Source data:
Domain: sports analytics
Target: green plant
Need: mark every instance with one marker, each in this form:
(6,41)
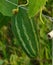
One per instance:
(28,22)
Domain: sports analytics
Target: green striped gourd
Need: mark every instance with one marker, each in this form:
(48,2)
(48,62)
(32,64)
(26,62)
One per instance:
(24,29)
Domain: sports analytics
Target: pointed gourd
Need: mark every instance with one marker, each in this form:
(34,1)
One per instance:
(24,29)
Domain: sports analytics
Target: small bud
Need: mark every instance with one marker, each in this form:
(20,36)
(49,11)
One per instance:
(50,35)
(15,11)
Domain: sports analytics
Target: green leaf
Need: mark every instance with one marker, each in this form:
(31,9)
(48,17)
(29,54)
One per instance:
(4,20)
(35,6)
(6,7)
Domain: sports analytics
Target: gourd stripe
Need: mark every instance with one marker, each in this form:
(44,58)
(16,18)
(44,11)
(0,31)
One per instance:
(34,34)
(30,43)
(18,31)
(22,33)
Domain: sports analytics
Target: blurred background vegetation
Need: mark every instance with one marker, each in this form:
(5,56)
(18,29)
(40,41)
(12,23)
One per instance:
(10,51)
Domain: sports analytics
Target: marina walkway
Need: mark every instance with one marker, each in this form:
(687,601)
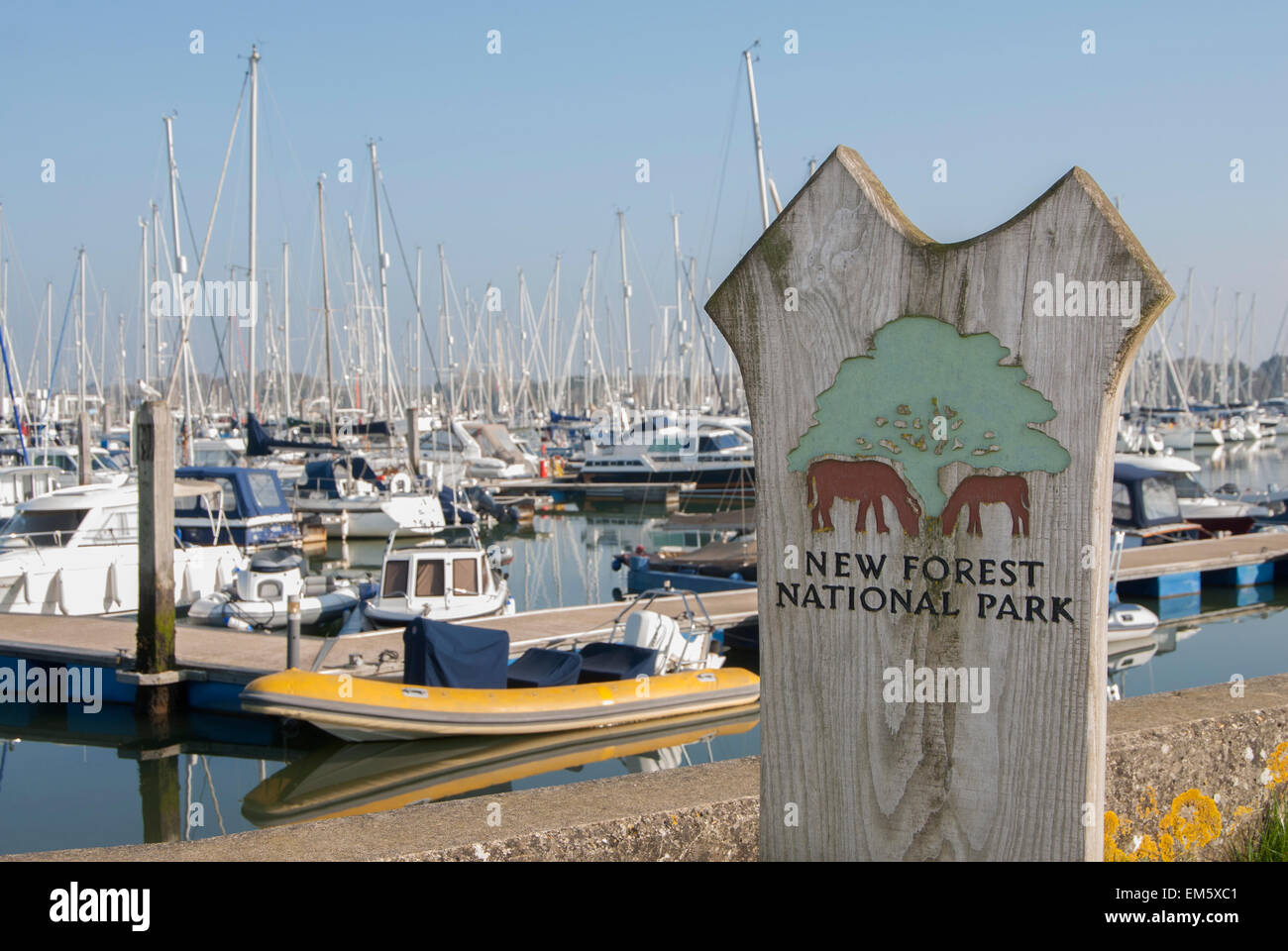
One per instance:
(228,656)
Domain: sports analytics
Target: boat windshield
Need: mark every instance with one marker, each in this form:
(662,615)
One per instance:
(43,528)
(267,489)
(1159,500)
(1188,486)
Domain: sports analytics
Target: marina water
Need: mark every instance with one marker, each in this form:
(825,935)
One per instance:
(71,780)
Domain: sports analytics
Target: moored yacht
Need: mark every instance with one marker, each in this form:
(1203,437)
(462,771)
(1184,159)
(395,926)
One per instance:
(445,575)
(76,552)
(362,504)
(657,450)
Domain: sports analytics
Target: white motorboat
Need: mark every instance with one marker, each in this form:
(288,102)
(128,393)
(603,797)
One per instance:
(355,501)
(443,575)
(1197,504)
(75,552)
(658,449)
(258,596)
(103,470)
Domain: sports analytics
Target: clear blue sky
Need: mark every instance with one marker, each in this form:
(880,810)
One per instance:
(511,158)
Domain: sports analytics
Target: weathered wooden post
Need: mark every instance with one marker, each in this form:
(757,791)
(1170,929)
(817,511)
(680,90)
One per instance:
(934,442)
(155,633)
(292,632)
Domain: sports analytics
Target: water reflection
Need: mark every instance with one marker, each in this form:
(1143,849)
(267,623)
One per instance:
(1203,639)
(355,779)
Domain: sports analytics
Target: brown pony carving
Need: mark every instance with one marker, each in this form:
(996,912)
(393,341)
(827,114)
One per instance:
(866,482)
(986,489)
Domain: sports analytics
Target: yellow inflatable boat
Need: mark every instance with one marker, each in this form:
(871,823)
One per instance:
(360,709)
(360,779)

Task prompt: Work through the entries above line by line, counting each one that includes the word "gourd", and give the final number only.

Response below: 3